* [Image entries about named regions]
>>>>

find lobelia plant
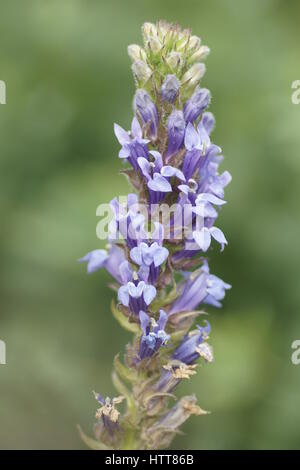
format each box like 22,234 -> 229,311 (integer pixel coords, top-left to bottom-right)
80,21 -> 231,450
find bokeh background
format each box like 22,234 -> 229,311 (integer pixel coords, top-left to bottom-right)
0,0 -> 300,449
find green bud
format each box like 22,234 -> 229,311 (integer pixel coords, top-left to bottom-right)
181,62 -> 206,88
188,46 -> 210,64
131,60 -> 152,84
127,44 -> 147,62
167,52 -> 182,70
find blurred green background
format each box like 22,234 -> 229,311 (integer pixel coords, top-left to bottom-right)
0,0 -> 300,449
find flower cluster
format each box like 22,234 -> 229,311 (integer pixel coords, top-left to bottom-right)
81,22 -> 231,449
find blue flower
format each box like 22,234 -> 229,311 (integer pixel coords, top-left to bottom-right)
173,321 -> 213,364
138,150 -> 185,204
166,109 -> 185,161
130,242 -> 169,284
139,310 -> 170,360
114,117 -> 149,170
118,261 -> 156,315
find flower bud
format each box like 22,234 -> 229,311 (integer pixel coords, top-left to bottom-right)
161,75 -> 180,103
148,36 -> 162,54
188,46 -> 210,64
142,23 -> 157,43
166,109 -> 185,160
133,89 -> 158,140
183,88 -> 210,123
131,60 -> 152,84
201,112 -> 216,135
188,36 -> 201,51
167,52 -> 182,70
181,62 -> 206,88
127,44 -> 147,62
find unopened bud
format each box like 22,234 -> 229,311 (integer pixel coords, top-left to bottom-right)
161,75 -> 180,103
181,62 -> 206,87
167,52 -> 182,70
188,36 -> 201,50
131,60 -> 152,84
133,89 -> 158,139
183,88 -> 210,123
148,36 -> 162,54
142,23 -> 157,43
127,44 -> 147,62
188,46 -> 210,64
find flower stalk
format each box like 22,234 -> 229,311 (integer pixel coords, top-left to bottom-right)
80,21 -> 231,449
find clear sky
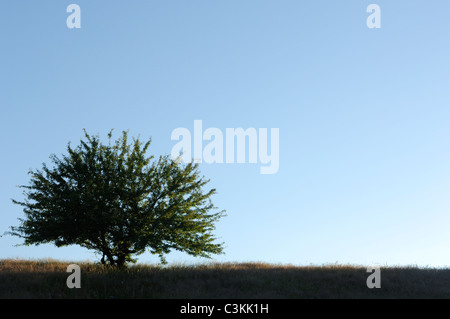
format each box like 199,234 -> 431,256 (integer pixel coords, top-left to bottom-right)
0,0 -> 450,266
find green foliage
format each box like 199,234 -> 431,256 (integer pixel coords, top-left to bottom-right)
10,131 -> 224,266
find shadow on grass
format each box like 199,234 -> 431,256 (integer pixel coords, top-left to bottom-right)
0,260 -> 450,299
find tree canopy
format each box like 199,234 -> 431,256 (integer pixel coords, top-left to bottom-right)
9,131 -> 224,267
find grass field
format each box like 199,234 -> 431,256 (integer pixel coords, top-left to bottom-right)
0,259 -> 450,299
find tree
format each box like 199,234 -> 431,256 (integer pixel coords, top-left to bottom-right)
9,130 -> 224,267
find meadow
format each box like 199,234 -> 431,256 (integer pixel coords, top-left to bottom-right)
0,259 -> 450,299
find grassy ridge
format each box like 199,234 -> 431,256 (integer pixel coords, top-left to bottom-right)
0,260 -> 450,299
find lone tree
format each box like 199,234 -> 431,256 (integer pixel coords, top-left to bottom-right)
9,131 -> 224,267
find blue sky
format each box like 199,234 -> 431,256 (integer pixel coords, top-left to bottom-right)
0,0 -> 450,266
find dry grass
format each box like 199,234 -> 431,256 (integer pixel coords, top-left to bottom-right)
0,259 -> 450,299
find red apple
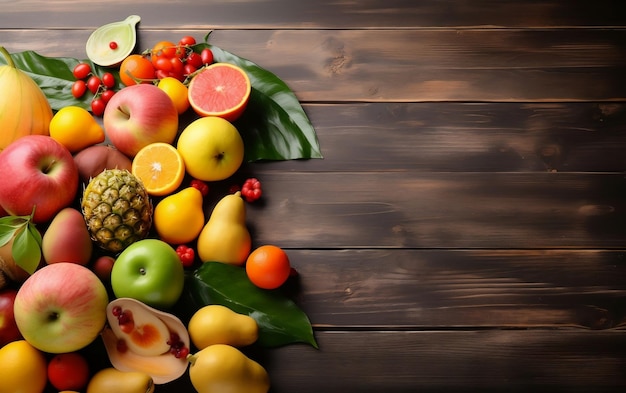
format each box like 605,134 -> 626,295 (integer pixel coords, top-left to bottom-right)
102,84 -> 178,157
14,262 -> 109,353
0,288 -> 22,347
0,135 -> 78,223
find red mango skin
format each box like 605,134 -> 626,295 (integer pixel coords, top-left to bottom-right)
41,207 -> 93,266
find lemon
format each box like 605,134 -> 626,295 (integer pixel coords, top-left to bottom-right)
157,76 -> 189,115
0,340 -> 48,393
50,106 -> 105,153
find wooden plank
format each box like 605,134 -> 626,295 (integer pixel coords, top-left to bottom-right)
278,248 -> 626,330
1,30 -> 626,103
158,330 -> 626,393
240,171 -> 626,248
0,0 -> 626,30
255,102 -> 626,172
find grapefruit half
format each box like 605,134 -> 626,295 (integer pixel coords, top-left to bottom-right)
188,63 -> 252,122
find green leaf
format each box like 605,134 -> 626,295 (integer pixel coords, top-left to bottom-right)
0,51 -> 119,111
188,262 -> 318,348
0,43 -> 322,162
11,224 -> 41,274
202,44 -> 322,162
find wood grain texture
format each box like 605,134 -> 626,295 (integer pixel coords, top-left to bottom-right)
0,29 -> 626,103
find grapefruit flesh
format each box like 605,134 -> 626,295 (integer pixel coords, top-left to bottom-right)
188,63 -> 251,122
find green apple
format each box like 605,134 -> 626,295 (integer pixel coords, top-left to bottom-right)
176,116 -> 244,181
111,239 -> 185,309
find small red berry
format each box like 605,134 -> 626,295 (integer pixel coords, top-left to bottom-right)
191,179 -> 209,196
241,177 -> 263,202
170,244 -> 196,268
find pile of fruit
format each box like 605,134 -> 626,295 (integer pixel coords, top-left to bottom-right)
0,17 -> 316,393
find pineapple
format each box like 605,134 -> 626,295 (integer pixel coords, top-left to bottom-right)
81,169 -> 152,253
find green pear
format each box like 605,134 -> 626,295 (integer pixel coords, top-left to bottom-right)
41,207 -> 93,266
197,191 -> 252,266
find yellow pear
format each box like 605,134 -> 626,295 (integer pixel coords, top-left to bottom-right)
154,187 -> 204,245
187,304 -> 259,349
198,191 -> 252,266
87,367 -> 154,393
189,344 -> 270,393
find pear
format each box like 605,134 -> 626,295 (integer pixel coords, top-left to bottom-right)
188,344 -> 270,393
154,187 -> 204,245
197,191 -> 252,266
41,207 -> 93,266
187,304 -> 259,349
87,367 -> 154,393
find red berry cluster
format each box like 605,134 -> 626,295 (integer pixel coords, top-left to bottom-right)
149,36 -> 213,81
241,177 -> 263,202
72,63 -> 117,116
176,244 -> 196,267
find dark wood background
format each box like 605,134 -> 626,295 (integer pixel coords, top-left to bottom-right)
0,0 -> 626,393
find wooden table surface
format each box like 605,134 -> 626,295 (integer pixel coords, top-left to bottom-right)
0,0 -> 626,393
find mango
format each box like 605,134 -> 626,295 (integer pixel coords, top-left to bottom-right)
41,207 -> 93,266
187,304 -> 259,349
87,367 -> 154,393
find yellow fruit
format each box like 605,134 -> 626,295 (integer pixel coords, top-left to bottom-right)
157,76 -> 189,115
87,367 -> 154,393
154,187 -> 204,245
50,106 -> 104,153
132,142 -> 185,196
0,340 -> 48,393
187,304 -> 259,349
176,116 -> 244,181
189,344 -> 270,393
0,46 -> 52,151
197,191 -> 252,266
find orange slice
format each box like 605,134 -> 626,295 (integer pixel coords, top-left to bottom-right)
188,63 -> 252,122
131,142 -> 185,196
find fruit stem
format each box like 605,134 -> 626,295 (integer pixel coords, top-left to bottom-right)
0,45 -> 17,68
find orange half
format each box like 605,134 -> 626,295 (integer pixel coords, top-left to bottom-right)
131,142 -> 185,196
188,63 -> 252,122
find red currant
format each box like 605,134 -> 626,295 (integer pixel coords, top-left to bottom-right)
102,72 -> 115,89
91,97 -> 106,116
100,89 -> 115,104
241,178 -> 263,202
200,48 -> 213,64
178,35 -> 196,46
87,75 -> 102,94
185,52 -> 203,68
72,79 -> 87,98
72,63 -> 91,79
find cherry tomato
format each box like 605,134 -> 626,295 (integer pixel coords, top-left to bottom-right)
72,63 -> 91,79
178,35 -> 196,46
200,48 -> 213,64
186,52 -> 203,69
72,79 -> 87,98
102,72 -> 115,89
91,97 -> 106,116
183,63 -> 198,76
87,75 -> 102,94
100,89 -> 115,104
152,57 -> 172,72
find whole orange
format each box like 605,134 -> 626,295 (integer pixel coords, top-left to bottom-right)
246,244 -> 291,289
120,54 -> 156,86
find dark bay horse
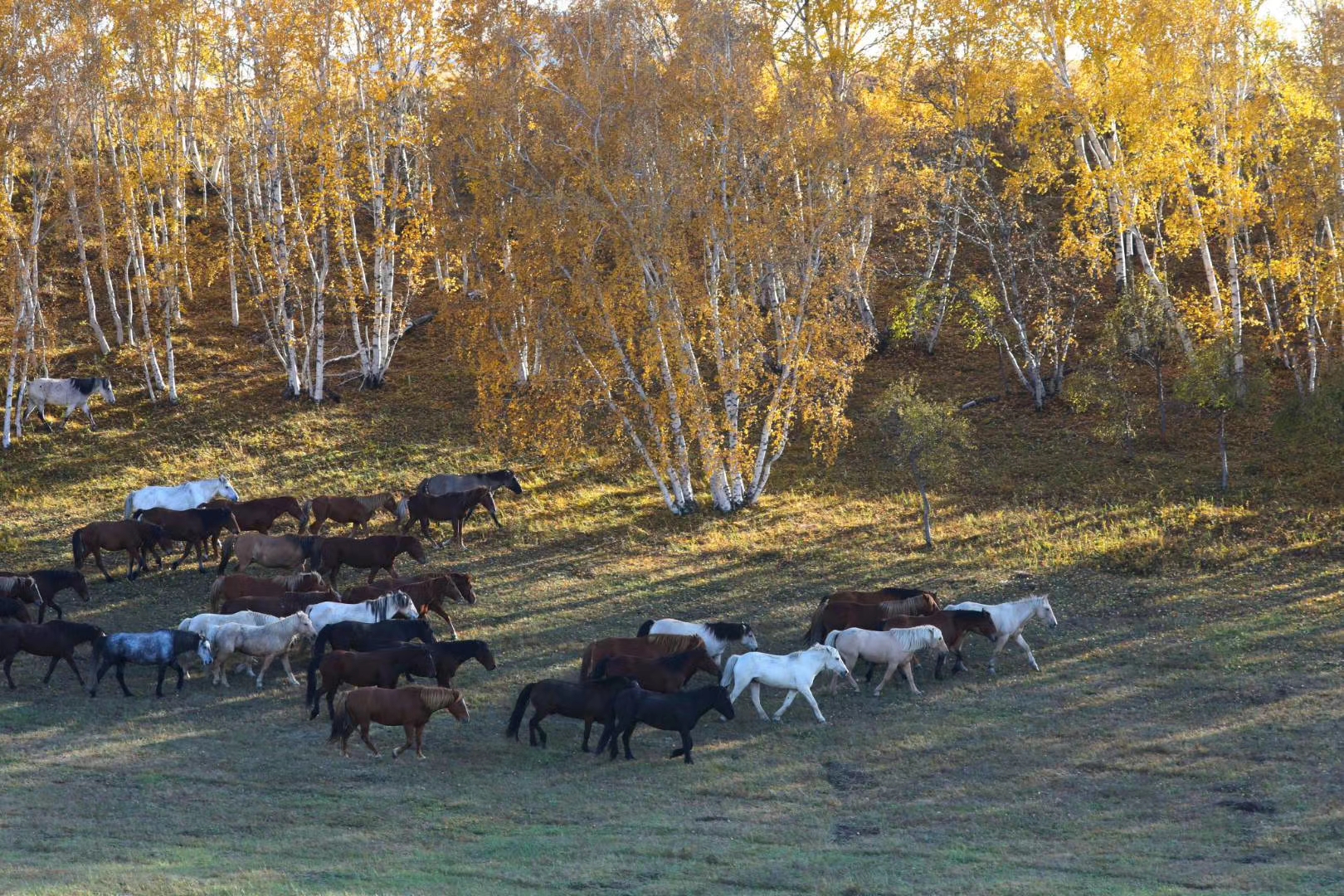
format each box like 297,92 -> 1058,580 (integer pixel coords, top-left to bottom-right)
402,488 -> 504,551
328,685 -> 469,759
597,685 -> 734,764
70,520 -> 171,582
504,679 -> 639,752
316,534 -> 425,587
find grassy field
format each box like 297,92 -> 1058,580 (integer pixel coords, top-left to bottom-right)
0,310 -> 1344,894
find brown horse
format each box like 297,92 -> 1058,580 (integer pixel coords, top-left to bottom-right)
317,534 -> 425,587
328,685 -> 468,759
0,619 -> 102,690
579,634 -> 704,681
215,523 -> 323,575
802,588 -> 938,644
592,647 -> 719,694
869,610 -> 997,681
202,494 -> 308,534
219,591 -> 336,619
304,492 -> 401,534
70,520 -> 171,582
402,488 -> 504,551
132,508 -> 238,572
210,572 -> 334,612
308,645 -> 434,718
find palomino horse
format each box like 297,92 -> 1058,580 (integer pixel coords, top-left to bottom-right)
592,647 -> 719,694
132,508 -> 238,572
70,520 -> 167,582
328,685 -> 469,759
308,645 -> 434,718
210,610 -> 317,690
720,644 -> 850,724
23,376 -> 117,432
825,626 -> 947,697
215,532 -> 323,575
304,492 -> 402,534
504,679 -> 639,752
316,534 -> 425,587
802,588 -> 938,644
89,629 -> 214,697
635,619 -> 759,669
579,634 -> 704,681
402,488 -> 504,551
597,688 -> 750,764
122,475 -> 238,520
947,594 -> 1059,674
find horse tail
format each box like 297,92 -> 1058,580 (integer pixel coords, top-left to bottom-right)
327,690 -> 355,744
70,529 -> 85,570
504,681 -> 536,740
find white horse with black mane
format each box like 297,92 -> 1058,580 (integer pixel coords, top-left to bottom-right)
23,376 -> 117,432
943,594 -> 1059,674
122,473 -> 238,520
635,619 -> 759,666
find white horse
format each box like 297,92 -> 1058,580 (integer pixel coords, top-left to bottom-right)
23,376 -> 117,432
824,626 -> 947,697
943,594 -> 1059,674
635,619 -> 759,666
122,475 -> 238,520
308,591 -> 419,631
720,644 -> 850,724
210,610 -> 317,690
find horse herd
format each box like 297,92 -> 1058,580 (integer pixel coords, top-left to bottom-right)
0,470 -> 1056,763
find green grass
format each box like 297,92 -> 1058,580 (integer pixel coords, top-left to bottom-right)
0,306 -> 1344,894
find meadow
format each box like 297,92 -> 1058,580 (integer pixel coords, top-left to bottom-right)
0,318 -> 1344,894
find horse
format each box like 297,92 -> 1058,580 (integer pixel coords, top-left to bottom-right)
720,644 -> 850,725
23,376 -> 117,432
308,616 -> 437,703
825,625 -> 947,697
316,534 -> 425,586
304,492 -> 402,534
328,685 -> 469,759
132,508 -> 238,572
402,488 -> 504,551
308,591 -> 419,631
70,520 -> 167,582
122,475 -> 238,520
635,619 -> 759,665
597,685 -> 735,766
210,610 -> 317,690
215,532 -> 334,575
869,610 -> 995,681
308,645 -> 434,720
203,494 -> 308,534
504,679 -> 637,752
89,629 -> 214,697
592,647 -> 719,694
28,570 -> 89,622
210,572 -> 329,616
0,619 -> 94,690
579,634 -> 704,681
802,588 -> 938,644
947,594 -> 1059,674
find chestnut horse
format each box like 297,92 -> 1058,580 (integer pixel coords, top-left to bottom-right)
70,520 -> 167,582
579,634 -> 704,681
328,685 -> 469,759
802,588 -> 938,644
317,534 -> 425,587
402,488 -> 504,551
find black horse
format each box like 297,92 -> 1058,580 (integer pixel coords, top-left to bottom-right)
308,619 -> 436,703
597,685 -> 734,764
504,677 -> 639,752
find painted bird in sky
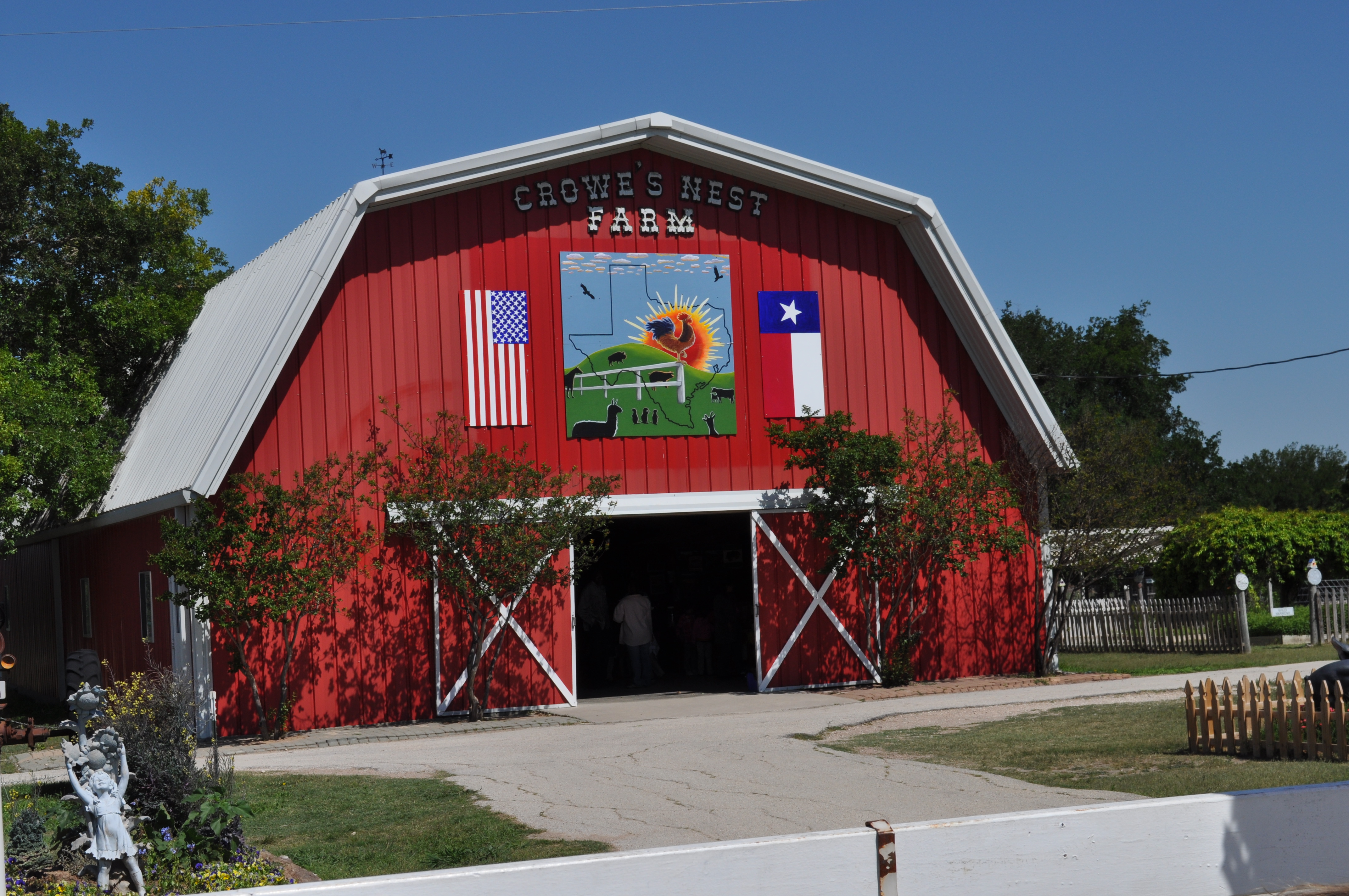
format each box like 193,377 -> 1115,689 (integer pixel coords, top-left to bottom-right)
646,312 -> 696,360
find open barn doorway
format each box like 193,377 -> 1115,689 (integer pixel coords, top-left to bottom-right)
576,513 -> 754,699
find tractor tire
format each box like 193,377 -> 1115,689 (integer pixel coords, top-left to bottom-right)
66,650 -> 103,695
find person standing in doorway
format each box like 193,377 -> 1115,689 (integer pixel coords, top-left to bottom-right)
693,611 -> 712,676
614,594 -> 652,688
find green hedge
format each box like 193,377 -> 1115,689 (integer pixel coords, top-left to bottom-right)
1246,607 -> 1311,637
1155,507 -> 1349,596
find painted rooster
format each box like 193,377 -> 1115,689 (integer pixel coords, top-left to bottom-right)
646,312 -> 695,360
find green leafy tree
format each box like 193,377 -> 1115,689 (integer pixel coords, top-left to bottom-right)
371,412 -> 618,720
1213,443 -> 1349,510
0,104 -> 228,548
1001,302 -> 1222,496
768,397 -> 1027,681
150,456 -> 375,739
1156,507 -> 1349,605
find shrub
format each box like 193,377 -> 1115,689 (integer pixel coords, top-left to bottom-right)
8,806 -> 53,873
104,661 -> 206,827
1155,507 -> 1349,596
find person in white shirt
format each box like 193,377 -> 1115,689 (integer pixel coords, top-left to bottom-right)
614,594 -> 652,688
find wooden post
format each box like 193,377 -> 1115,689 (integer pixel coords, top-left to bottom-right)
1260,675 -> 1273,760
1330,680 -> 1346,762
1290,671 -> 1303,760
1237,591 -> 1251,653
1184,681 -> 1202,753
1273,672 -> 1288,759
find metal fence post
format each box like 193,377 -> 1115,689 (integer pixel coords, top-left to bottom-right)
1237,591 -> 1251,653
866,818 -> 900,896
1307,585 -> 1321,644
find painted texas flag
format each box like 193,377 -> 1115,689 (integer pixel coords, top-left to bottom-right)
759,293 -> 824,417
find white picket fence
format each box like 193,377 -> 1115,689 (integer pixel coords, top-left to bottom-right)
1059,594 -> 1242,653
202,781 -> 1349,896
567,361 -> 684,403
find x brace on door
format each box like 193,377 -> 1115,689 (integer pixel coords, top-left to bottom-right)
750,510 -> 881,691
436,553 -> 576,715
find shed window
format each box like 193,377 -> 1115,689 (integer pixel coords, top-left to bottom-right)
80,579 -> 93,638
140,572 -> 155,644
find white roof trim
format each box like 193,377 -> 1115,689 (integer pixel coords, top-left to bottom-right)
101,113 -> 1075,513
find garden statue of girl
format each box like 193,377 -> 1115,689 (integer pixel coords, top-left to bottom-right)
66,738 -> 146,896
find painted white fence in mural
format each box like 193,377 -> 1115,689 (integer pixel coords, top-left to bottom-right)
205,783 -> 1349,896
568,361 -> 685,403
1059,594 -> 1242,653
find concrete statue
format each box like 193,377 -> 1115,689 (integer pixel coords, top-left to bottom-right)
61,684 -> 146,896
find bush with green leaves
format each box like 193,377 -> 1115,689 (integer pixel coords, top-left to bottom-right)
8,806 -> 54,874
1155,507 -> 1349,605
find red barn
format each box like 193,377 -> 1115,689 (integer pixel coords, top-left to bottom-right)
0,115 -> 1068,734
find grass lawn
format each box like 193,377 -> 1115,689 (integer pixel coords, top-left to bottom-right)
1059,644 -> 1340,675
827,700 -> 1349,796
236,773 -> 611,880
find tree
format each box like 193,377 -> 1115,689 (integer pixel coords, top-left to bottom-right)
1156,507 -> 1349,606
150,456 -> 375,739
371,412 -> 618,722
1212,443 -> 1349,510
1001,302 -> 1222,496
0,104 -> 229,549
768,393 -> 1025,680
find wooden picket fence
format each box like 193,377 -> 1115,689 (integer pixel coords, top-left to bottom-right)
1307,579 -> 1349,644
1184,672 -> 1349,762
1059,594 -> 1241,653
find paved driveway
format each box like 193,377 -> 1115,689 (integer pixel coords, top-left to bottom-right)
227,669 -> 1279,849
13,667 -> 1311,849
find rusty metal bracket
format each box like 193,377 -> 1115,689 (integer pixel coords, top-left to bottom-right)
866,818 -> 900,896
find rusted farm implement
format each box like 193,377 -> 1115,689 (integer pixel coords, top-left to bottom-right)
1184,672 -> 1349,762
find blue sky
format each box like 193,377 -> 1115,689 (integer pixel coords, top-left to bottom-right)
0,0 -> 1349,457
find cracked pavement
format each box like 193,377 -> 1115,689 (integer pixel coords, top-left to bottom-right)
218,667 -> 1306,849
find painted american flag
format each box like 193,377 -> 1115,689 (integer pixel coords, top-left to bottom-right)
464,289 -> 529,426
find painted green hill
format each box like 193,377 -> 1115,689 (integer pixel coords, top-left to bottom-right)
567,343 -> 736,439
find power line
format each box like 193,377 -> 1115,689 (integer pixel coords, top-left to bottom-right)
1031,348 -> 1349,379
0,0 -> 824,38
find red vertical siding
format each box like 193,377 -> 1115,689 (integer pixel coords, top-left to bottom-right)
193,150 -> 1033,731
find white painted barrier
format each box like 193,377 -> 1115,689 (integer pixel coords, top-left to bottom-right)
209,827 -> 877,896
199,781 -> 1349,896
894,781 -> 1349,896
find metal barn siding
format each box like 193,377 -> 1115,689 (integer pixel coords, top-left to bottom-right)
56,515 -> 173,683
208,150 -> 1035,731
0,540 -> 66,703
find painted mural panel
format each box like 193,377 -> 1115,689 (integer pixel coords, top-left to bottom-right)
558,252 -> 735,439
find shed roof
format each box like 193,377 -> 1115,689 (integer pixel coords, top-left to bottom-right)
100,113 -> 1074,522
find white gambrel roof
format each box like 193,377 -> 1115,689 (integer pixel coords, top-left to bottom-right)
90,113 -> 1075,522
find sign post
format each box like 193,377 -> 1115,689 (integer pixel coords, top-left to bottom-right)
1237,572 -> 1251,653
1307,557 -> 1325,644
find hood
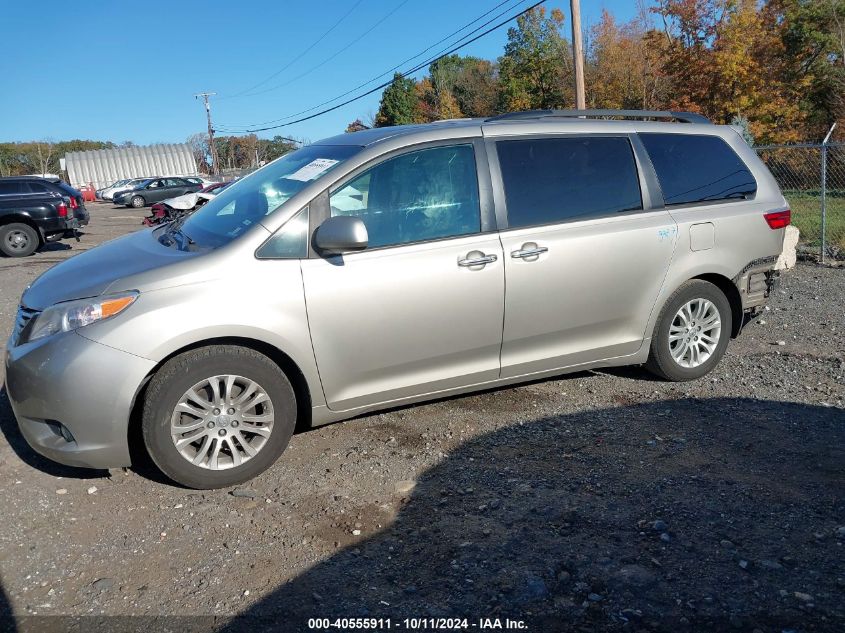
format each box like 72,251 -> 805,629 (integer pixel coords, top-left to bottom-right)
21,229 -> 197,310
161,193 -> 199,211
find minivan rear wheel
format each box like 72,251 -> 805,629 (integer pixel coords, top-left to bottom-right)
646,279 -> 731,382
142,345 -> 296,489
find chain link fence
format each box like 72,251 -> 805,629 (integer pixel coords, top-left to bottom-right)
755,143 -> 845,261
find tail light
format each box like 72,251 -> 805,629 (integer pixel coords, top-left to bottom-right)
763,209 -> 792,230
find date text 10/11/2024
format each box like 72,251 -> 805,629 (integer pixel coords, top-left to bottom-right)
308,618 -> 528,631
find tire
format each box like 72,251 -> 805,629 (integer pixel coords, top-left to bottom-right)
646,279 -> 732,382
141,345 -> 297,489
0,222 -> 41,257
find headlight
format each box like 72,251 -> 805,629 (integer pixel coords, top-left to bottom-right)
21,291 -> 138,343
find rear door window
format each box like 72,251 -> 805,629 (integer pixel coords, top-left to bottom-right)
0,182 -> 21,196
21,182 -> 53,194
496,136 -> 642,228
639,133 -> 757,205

<<<<

Quote the stretch from the start of the records through the line that contains "81,22 -> 231,449", with no changes, and leave out the pictures.

* [Result of this task]
find lobelia plant
format each box like 22,234 -> 229,311 (integer pixel coords, top-left to bottom-right)
80,21 -> 231,450
find bokeh background
format each box like 22,234 -> 229,311 (integer pixel coords, top-left to bottom-right)
0,0 -> 300,449
find green bud
format each box like 22,234 -> 229,311 (integer pixel coords, top-left to bottom-right)
181,62 -> 206,88
188,46 -> 210,64
131,60 -> 152,84
127,44 -> 147,62
167,52 -> 182,70
find blurred green background
format each box like 22,234 -> 229,311 (integer pixel coords, top-left to bottom-right)
0,0 -> 300,449
find flower cluster
format each box like 22,234 -> 229,311 (integer pixel coords, top-left to bottom-right)
81,22 -> 231,449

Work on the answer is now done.